■ ABOUT THIS TASK
All of the entries below should be printed exactly; the pictures are to be left out.

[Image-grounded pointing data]
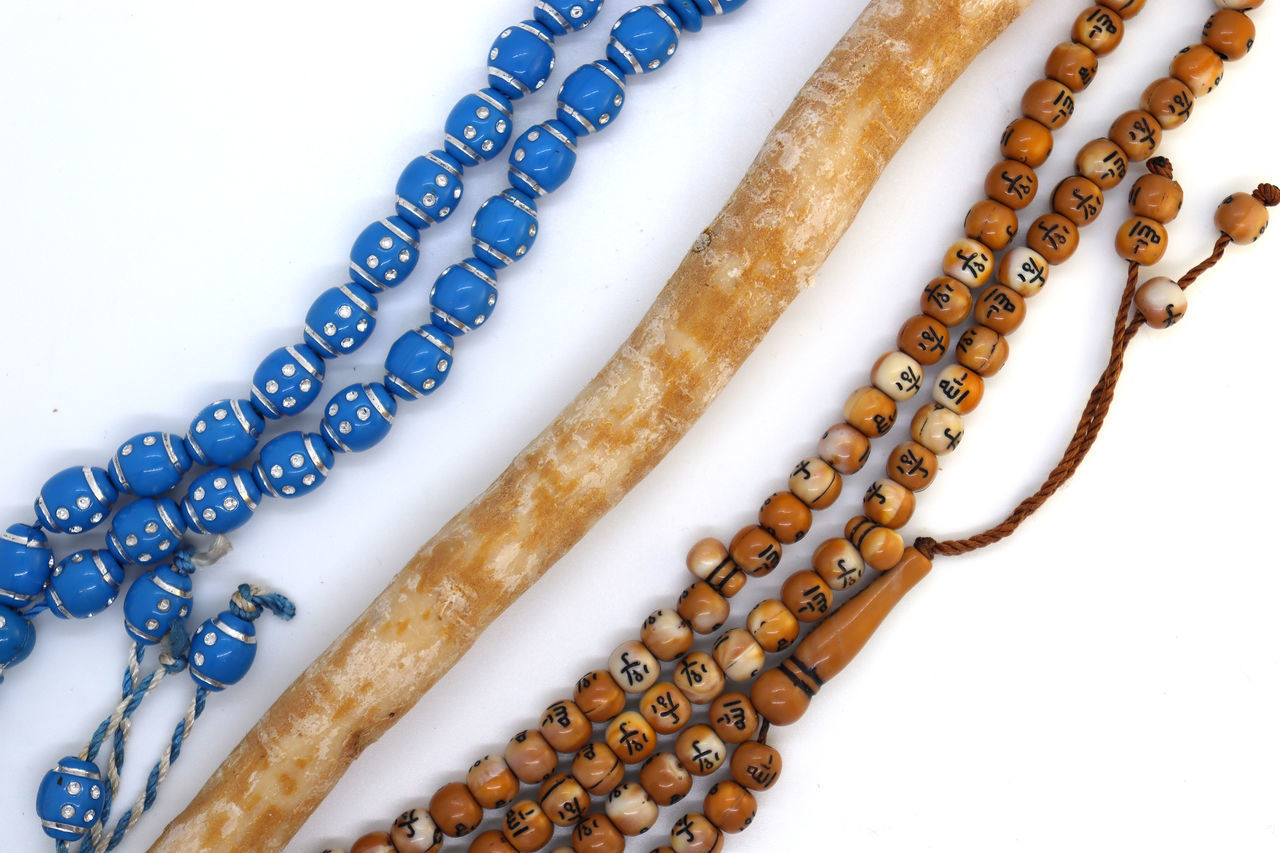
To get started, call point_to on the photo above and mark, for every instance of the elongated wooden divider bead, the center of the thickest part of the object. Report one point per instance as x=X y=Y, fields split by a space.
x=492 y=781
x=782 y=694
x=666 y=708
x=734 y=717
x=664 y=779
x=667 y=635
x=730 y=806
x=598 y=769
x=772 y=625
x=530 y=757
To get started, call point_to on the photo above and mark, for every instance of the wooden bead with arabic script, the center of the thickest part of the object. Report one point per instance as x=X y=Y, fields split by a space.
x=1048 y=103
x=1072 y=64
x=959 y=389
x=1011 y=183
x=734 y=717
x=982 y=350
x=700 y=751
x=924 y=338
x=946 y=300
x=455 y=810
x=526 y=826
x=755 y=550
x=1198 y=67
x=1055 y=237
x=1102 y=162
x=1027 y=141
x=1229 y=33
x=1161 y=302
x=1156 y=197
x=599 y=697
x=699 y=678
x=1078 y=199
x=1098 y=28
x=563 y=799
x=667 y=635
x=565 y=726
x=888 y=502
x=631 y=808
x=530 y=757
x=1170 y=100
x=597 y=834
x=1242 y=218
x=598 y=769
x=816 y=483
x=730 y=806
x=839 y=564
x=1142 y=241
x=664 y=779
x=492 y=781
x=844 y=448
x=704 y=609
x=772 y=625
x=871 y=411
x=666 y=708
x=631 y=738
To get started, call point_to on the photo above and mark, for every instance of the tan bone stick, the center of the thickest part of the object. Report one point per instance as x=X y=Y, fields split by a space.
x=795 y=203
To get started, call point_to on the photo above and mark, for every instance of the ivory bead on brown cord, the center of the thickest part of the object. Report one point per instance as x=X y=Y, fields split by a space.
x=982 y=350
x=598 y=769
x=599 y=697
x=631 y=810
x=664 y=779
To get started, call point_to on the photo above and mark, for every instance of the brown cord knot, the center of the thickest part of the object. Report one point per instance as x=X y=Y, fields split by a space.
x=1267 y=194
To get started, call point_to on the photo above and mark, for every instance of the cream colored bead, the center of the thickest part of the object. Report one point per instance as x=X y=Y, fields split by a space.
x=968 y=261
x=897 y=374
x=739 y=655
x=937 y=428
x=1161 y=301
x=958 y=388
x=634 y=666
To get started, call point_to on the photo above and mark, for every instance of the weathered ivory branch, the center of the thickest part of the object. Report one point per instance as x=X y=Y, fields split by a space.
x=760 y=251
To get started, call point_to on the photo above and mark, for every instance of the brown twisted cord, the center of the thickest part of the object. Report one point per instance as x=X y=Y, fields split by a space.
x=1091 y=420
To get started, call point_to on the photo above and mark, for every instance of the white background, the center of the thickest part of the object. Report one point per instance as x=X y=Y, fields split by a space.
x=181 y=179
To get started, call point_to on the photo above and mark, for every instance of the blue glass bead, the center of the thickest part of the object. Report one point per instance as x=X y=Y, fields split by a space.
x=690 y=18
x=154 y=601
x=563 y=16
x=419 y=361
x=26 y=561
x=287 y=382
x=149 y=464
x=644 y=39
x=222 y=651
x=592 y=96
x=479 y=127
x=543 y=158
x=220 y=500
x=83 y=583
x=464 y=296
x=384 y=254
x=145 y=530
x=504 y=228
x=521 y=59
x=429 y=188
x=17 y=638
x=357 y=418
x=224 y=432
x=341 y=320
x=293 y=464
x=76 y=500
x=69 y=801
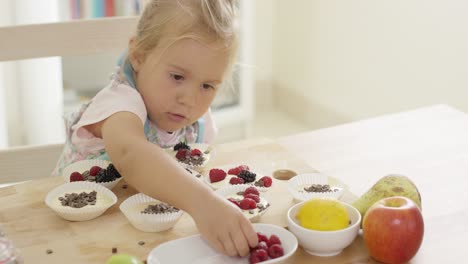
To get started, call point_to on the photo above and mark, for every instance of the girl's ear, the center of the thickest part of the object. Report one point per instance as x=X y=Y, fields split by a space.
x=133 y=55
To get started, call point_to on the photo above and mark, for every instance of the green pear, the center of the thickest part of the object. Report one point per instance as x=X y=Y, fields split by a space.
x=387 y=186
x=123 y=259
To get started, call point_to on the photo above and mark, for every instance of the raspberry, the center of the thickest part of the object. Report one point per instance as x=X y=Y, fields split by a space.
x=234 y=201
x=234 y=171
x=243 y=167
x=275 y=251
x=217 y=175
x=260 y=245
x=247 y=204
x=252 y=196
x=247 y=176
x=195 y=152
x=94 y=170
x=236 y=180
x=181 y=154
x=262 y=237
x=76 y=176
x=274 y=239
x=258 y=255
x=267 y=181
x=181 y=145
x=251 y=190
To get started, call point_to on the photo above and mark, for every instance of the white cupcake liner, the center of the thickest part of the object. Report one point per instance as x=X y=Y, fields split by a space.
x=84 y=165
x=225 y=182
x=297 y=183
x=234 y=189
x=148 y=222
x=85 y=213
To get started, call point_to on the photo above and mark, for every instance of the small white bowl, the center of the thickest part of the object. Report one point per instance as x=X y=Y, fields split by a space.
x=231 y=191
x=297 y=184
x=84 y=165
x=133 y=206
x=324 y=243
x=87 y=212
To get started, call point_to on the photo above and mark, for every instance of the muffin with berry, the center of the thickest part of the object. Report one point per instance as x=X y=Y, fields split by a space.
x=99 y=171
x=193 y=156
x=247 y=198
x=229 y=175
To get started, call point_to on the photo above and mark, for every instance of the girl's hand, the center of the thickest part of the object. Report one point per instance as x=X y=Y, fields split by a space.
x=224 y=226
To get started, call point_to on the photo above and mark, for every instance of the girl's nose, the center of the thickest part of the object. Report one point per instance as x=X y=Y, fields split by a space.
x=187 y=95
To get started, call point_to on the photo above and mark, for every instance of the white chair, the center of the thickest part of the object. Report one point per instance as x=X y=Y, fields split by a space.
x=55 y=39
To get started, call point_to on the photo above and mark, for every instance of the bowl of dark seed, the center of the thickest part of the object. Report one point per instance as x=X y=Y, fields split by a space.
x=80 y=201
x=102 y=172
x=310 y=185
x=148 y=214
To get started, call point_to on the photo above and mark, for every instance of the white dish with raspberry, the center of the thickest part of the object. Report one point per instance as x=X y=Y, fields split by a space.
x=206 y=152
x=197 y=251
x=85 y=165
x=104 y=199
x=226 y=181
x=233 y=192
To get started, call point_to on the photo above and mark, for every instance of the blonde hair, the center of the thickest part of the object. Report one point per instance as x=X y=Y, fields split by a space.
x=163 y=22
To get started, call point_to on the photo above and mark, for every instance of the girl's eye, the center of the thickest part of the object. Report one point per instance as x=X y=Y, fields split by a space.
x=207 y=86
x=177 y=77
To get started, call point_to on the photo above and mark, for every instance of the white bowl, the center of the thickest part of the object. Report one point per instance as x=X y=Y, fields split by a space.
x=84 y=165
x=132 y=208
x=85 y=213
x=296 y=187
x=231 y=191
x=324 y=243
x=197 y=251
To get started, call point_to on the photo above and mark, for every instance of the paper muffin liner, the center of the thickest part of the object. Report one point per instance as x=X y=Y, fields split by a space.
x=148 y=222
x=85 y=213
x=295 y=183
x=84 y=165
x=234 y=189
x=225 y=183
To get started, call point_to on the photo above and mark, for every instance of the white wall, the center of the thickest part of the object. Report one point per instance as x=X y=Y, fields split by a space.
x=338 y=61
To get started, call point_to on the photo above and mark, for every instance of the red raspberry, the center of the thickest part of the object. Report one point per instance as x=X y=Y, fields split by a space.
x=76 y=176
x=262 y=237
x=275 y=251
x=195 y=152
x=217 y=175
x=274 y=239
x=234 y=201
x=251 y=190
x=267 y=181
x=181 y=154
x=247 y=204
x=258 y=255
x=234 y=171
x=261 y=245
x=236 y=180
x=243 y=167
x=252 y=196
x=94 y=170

■ REPLY TO THE TASK
To get started, call point_to on the photo above and mark, for every instance of the elongated wooden divider bead, the center of the thickest part of the object. Report one point per instance as x=X y=Y, fields split by a space.
x=492 y=781
x=782 y=694
x=666 y=708
x=734 y=717
x=664 y=779
x=667 y=635
x=730 y=806
x=598 y=769
x=772 y=625
x=530 y=757
To get started, call point_to on the photo above and mark, for every instance of the wooden bead with arabic script, the center of the thickest part of the object. Report one point per instance as x=X y=Y, fields split by a space.
x=1048 y=103
x=1072 y=64
x=959 y=389
x=1011 y=183
x=734 y=717
x=982 y=350
x=700 y=751
x=924 y=338
x=946 y=300
x=455 y=810
x=526 y=826
x=755 y=550
x=1198 y=67
x=1055 y=237
x=1102 y=162
x=1027 y=141
x=1229 y=33
x=1161 y=302
x=1156 y=197
x=599 y=697
x=699 y=678
x=1078 y=199
x=1098 y=28
x=563 y=799
x=667 y=635
x=565 y=726
x=888 y=502
x=631 y=808
x=530 y=757
x=1170 y=100
x=597 y=834
x=1242 y=218
x=598 y=769
x=816 y=483
x=730 y=806
x=839 y=564
x=1142 y=241
x=664 y=779
x=492 y=781
x=844 y=448
x=704 y=609
x=772 y=625
x=871 y=411
x=666 y=708
x=631 y=738
To get started, call point_to on the photo above and mark, for every instance of the tan bone stick, the center of the thickest part of the object. Report one point per instance as x=X y=Y, fields split by a space.
x=795 y=203
To get started, call point_to on the photo above and mark, for every instance of the ivory bead on brown cord, the center of the thickest part of the object. Report one point per instance as x=X y=Y, fields split by a space.
x=982 y=350
x=598 y=769
x=599 y=697
x=631 y=810
x=664 y=779
To get started, call point_to on the photo above and mark, for every instance of the brown cord knot, the center of the thickest part of the object. Report one point per instance as x=X y=Y, fields split by a space.
x=1267 y=194
To get started, call point_to on the photo above and mark, for every instance of the cream colored bead, the center of the thickest part of the object. Report one point per instance as x=X y=Y, fields split by a space.
x=968 y=261
x=897 y=374
x=739 y=655
x=937 y=428
x=1161 y=301
x=958 y=388
x=634 y=666
To get started, call point_to on the photo above and mark, for every instance of the weathered ivory branch, the center of the thickest part of the object. Report one point per instance as x=X y=Y, fields split by a space.
x=760 y=251
To get started, call point_to on the photo above and mark, for every instance of the brown twisted cord, the center of the thickest part of the object. Report one point per instance as x=X y=Y, fields split by a space.
x=1091 y=420
To get started, call point_to on the photo above and mark, for every instance of the white background, the center of the thickest part of the object. Report one point per instance as x=X y=Y, fields split by a space.
x=181 y=179
To get started, call point_to on the photo above and mark, for every instance of the blue glass bead, the center of the thickest part of the object. Report one point per instance as x=X y=Y, fields split by a space.
x=690 y=18
x=154 y=601
x=563 y=16
x=419 y=361
x=26 y=561
x=287 y=382
x=149 y=464
x=644 y=39
x=222 y=651
x=592 y=96
x=479 y=127
x=543 y=158
x=220 y=500
x=83 y=583
x=464 y=296
x=384 y=254
x=145 y=530
x=504 y=228
x=521 y=59
x=429 y=188
x=17 y=638
x=357 y=418
x=224 y=432
x=341 y=320
x=293 y=464
x=76 y=500
x=69 y=801
To get started, call point_to on the photo above and mark, for every instance of the girl's ear, the center of the thickest part of the object. Report one point per instance as x=X y=Y, fields split by a space.
x=133 y=55
To get started, call point_to on the photo above and mark, for every instance of the green pear, the center of the thickest part of the object. Report one point per instance as x=X y=Y, fields split by a space.
x=387 y=186
x=123 y=259
To get started, call point_to on the photo above and mark, for every instance of the raspberry, the center of the thickest part of the object. Report one point per instance as x=X y=Y, fields split by a space.
x=234 y=201
x=234 y=171
x=243 y=167
x=275 y=251
x=217 y=175
x=260 y=245
x=247 y=204
x=252 y=196
x=247 y=176
x=195 y=152
x=94 y=170
x=236 y=180
x=181 y=154
x=262 y=237
x=76 y=176
x=274 y=239
x=258 y=255
x=267 y=181
x=181 y=145
x=251 y=190
To get started, call point_to on the photo above and mark, for every instance of the white cupcake liner, the center of the thickest part of the object. Report one point per instance as x=X y=Y, fields split by a space.
x=84 y=165
x=225 y=182
x=297 y=183
x=234 y=189
x=148 y=222
x=85 y=213
To get started, call point_to on the photo above and mark, for every instance of the small white bowl, the center of the thickest part of the object. Report one point per instance as x=X y=Y, fields split by a space.
x=231 y=191
x=297 y=184
x=84 y=165
x=133 y=206
x=324 y=243
x=87 y=212
To get started, call point_to on the photo above and mark, for every instance of the muffin with berry, the center of the thickest part of the object. Report one point per instance as x=X y=Y, fields split by a space.
x=99 y=171
x=193 y=156
x=247 y=198
x=229 y=175
To get started, call point_to on the photo above and mark, for every instance of the girl's hand, the center of the thickest part of the object. Report one point per instance as x=X y=Y, fields split by a space.
x=224 y=226
To get started, call point_to on the photo above and mark, for every instance of the girl's nose, the center of the thickest part of the object. Report one point per instance as x=X y=Y, fields split by a space.
x=187 y=95
To get started, call point_to on the photo above and mark, for every instance of the white chair, the center of the thickest part of the object. Report one point per instance as x=X y=Y, fields split by a space.
x=55 y=39
To get started, call point_to on the photo above and mark, for every instance of the bowl of dark seed, the center of the thickest part of the object. Report one point per instance as x=X y=Y, fields split by a space.
x=80 y=201
x=102 y=172
x=310 y=185
x=148 y=214
To get started, call point_to on the photo above and mark, for every instance of the white dish with raspberry, the center of the thickest part of the object. Report one point per instance as x=X y=Y, fields split by a space.
x=206 y=152
x=197 y=251
x=85 y=165
x=104 y=199
x=226 y=181
x=233 y=192
To get started, call point_to on the photo above and mark, for every instance of the blonde hair, the center of the thickest part of the object. Report one point per instance as x=X y=Y, fields split by a space.
x=163 y=22
To get started, call point_to on the photo above and mark, for every instance of the girl's eye, the center of the thickest part of the object. Report one point per instance as x=X y=Y, fields split by a space.
x=207 y=86
x=177 y=77
To get started, call point_to on the photo above and mark, for every instance of the white bowl, the center of the thickest part of the object. Report one point per instance as x=X y=Y, fields split by a space.
x=84 y=165
x=132 y=208
x=85 y=213
x=296 y=187
x=231 y=191
x=324 y=243
x=197 y=251
To get started, call point_to on the photo above and mark, for every instance of the paper muffin liner, the center of the thickest part of the object. Report one point per instance as x=X y=Y, fields split by a space.
x=148 y=222
x=85 y=213
x=295 y=183
x=84 y=165
x=234 y=189
x=225 y=183
To get started, call point_to on the photo above and mark, for every instance of the white wall, the center of the thickest part of the object. Report one point per instance as x=X y=Y, fields split by a space.
x=338 y=61
To get started, call point_to on the photo above and mark, for every instance of the red raspberry, the center of the thickest part of the object. Report one point per instance as x=X y=Y, fields split by a space.
x=76 y=176
x=262 y=237
x=275 y=251
x=195 y=152
x=217 y=175
x=274 y=239
x=234 y=201
x=251 y=190
x=267 y=181
x=181 y=154
x=247 y=204
x=258 y=255
x=234 y=171
x=261 y=245
x=236 y=180
x=243 y=167
x=252 y=196
x=94 y=170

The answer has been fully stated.